Items from a dataset:
▶
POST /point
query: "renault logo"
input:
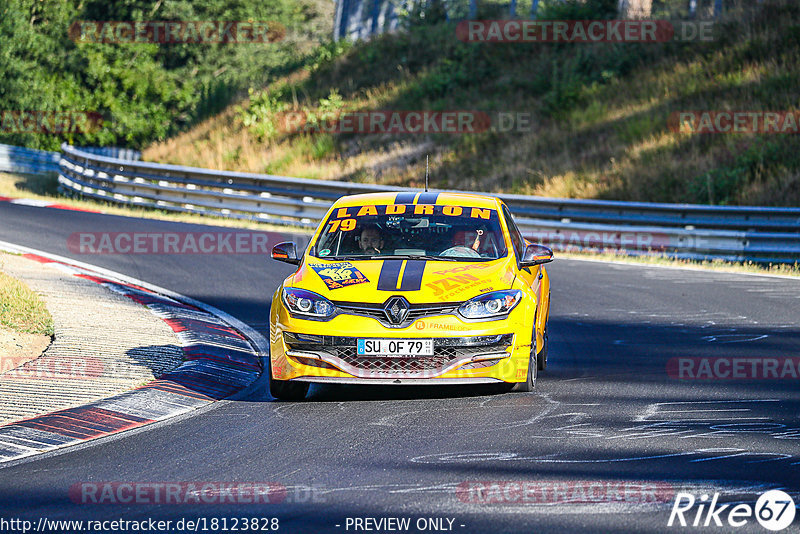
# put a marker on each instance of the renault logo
(396, 310)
◀
▶ **WHAT YOU SHOULD DO**:
Output the lines of the records above as a numbered list, skipping any blank lines. Omit the pictures from your answer.

▶ **TASK ANSWER**:
1. POST /point
2. query: "renault logo"
3. input:
4. # put a marker on each instance of the renault logo
5. (396, 310)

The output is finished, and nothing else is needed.